• TASK STATEMENT: Print all records exactly, leaving nothing out.

Saved entries
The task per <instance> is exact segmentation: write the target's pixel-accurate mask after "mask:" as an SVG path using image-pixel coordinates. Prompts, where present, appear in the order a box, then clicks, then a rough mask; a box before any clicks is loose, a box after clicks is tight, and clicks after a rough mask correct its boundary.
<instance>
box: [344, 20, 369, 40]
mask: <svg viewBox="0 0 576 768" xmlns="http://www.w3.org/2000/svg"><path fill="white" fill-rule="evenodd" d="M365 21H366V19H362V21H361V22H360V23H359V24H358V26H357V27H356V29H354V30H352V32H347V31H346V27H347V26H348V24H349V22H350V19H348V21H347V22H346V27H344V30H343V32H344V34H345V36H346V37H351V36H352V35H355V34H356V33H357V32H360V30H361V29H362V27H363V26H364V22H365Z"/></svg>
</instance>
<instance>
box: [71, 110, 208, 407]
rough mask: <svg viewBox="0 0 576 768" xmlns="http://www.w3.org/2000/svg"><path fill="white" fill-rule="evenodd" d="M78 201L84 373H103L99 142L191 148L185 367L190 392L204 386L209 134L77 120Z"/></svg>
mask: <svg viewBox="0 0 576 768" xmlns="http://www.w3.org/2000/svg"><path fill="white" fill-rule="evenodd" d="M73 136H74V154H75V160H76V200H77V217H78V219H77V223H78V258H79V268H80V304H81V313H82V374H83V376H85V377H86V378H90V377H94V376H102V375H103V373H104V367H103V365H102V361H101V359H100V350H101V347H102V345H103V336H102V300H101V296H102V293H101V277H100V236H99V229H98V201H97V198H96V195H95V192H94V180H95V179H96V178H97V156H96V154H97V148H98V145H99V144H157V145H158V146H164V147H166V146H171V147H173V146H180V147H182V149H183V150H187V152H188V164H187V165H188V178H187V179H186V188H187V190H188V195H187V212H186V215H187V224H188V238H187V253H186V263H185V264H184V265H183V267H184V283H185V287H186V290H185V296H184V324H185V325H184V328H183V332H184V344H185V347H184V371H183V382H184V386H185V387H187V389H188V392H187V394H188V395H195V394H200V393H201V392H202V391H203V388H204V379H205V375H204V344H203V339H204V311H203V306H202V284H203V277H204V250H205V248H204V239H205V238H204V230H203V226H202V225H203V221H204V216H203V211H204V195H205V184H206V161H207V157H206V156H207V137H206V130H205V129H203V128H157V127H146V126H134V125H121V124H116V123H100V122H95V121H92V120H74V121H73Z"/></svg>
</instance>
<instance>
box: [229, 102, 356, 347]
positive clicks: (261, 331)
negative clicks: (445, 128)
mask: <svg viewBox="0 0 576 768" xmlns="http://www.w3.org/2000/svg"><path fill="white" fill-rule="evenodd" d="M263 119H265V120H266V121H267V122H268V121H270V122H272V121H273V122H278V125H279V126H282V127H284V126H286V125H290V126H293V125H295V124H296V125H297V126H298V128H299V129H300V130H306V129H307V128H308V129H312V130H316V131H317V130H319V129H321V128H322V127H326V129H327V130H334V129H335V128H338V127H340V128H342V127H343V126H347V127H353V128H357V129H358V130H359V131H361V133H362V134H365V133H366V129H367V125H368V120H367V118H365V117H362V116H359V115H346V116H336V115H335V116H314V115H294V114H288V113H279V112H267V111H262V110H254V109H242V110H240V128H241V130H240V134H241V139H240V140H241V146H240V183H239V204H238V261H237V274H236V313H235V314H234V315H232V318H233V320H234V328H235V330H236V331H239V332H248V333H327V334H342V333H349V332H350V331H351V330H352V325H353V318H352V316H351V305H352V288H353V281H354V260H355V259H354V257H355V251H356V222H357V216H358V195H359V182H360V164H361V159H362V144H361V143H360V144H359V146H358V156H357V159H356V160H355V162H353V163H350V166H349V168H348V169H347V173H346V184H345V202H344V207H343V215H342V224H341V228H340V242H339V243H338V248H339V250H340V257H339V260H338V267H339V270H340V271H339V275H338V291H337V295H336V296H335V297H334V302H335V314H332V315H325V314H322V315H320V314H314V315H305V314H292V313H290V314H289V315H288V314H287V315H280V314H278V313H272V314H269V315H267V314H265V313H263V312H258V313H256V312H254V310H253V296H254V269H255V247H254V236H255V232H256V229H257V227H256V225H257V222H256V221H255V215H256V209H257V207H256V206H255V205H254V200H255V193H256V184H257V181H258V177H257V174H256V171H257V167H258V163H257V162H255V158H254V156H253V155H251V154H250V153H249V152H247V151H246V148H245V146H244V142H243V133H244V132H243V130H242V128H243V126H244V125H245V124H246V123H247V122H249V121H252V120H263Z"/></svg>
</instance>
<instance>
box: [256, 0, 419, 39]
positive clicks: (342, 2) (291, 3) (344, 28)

• TASK RESULT:
The task per <instance> is exact segmentation: write the target's pixel-accurate mask after "mask:" as an SVG path using image-pixel coordinates. Prompts, where present, appear in the order a box, then clicks, then a rough mask; a box before any clicks is loose, a box after clicks is tight, and clicks after a rough mask correct its boundary.
<instance>
box: [344, 20, 369, 40]
mask: <svg viewBox="0 0 576 768" xmlns="http://www.w3.org/2000/svg"><path fill="white" fill-rule="evenodd" d="M365 21H366V19H362V21H361V22H360V23H359V24H358V26H357V27H356V29H354V30H352V32H347V31H346V27H347V26H348V24H349V22H350V19H348V21H347V22H346V27H344V30H343V32H344V34H345V36H346V37H351V36H352V35H355V34H356V33H357V32H360V30H361V29H362V27H363V26H364V22H365Z"/></svg>
</instance>
<instance>
box: [71, 110, 208, 407]
rough mask: <svg viewBox="0 0 576 768" xmlns="http://www.w3.org/2000/svg"><path fill="white" fill-rule="evenodd" d="M78 201L84 373H103L99 142L191 148L185 367L190 392L204 386L209 134L77 120Z"/></svg>
mask: <svg viewBox="0 0 576 768" xmlns="http://www.w3.org/2000/svg"><path fill="white" fill-rule="evenodd" d="M73 136H74V154H75V160H76V200H77V217H78V219H77V223H78V258H79V268H80V304H81V313H82V374H83V376H85V377H86V378H90V377H94V376H102V375H103V373H104V367H103V365H102V361H101V359H100V350H101V347H102V345H103V336H102V300H101V296H102V293H101V277H100V236H99V229H98V201H97V198H96V195H95V192H94V180H95V179H96V178H97V156H96V154H97V148H98V145H99V144H157V145H158V146H164V147H166V146H171V147H173V146H180V147H182V149H183V150H187V152H188V164H187V165H188V178H187V179H186V188H187V190H188V195H187V212H186V215H187V224H188V238H187V253H186V263H185V264H184V265H183V267H184V283H185V287H186V290H185V296H184V324H185V325H184V328H183V332H184V344H185V347H184V371H183V382H184V386H185V387H187V389H188V392H187V394H188V395H195V394H200V393H201V392H202V391H203V388H204V379H205V375H204V344H203V339H204V311H203V306H202V284H203V277H204V250H205V248H204V239H205V238H204V230H203V226H202V225H203V221H204V216H203V211H204V195H205V184H206V161H207V157H206V156H207V137H206V130H205V129H203V128H157V127H146V126H134V125H121V124H116V123H100V122H95V121H92V120H74V121H73Z"/></svg>
</instance>
<instance>
box: [229, 102, 356, 347]
positive clicks: (261, 331)
negative clicks: (445, 128)
mask: <svg viewBox="0 0 576 768" xmlns="http://www.w3.org/2000/svg"><path fill="white" fill-rule="evenodd" d="M263 119H265V120H266V121H267V122H268V121H270V122H272V121H273V122H278V125H279V126H282V127H284V126H286V125H290V126H293V125H295V124H296V125H297V126H298V128H299V129H300V130H306V129H307V128H308V129H312V130H316V131H317V130H319V129H321V128H322V127H326V129H327V130H334V129H335V128H338V127H340V128H342V127H343V126H347V127H353V128H357V129H358V130H359V131H361V133H362V134H365V133H366V129H367V125H368V120H367V118H365V117H362V116H359V115H346V116H336V115H335V116H314V115H294V114H288V113H279V112H267V111H262V110H254V109H242V110H240V128H241V130H240V134H241V139H240V140H241V146H240V183H239V204H238V261H237V274H236V313H235V314H234V315H232V318H233V320H234V328H235V330H236V331H239V332H248V333H327V334H342V333H349V332H350V331H351V330H352V325H353V318H352V316H351V305H352V288H353V281H354V260H355V259H354V257H355V251H356V222H357V216H358V195H359V182H360V164H361V159H362V144H361V143H360V144H359V146H358V156H357V159H356V160H355V162H353V163H350V166H349V168H348V169H347V173H346V184H345V202H344V207H343V215H342V224H341V228H340V242H339V243H338V248H339V250H340V257H339V260H338V267H339V270H340V271H339V275H338V291H337V295H336V296H335V297H334V302H335V314H332V315H325V314H322V315H320V314H314V315H305V314H292V313H290V314H289V315H288V314H287V315H280V314H278V313H272V314H269V315H267V314H265V313H263V312H258V313H256V312H254V310H253V296H254V269H255V247H254V236H255V232H256V229H257V227H256V225H257V222H256V221H255V215H256V209H257V207H256V206H255V205H254V200H255V193H256V184H257V181H258V177H257V174H256V171H257V167H258V163H257V162H255V158H254V156H253V155H251V154H250V153H249V152H247V151H246V148H245V146H244V142H243V133H244V132H243V130H242V128H243V126H244V125H245V124H246V123H247V122H249V121H252V120H263Z"/></svg>
</instance>
<instance>
box: [256, 0, 419, 39]
positive clicks: (342, 2) (291, 3) (344, 28)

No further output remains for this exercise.